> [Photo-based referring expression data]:
*** Begin section ***

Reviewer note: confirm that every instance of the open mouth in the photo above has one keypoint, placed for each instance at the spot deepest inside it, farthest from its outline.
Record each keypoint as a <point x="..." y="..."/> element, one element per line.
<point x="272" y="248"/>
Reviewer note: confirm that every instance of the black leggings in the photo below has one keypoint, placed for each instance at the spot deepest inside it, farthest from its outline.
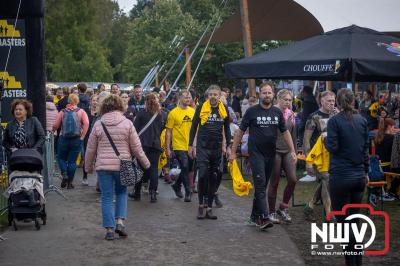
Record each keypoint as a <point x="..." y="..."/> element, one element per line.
<point x="150" y="174"/>
<point x="208" y="161"/>
<point x="342" y="192"/>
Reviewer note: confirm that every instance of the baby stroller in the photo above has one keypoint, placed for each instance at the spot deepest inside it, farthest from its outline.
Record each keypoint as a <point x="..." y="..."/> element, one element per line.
<point x="25" y="193"/>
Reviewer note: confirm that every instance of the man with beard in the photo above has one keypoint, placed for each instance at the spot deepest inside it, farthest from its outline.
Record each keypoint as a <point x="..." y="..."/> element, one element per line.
<point x="263" y="121"/>
<point x="210" y="122"/>
<point x="315" y="126"/>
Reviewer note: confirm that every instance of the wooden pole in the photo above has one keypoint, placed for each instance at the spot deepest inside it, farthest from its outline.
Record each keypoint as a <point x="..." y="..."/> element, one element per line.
<point x="328" y="85"/>
<point x="247" y="42"/>
<point x="188" y="67"/>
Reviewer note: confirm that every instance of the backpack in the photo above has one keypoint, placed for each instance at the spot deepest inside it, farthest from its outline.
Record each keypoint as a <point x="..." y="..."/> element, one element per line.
<point x="71" y="126"/>
<point x="375" y="171"/>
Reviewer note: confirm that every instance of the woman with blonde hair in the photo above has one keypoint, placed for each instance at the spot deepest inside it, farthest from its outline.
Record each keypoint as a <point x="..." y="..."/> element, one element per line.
<point x="74" y="124"/>
<point x="151" y="121"/>
<point x="283" y="161"/>
<point x="101" y="156"/>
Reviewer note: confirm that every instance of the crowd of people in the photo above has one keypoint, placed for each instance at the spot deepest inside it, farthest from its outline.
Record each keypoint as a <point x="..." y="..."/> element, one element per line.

*** End section ***

Your copy must match the records above exactly, apart from the pictures, which are excluded.

Reviewer note: confirm that every instance of the open mouth in the photo above has one keypoint, placed for each instance at the spot deepest inside it, farthest from its outline.
Record each keypoint as a <point x="..." y="..."/> element, one element per line.
<point x="272" y="248"/>
Reviewer note: confirm that every instance of the black leggings in the photo below has one keypoint, placed for each instance at the spot deepest inside it, farthest from its outline.
Record each keypoint as a <point x="..." y="..."/> element, one element per line.
<point x="150" y="174"/>
<point x="208" y="161"/>
<point x="342" y="192"/>
Reviewer note: confirm that every instance of the baby stroller in the photo above has one keypoint, placed for each instance at the spot deepest inside it, farthest from its outline.
Record each keypoint as a <point x="..." y="..."/> element, one element per line.
<point x="25" y="193"/>
Reviewer note: confirm that every instance of the man with beard in the photo above has one keypoint, placed for each instance at the spot deepest inside it, farthest from its outline.
Record each keypoint as a <point x="..." y="..."/> element, one element per line.
<point x="263" y="121"/>
<point x="210" y="122"/>
<point x="315" y="126"/>
Reviewer note: confirm that every instance of the wooden pole in the photo above has one keypoint, placed for each instance at the spot deepest inside it, farthest from its outline.
Record each keypoint as a <point x="..." y="..."/> element, one element per line.
<point x="328" y="85"/>
<point x="247" y="42"/>
<point x="188" y="67"/>
Reviewer note: confirm that every instance of the backpack in the photo above has one keypoint, placed for each instance at the spot deepest inside it, farthest from its outline.
Record each keypoint as a <point x="..." y="..."/> element, one element per line.
<point x="71" y="126"/>
<point x="375" y="171"/>
Reviewer note: confirm that every instance of the woman with blonde hair in the photo above has one keypoint, placed for each instance at the spot deepest inside it, farthest from its outline.
Record each keypoint as a <point x="..." y="..."/> element, one element per line.
<point x="74" y="124"/>
<point x="151" y="121"/>
<point x="283" y="161"/>
<point x="101" y="156"/>
Reviewer note: confirm that every instance of the crowd of people in the photo above has one keypoint, placed for each instance at the spot deepest inside it, farthest from its outline.
Record each keypoint as a <point x="..." y="..."/> element, one element per line.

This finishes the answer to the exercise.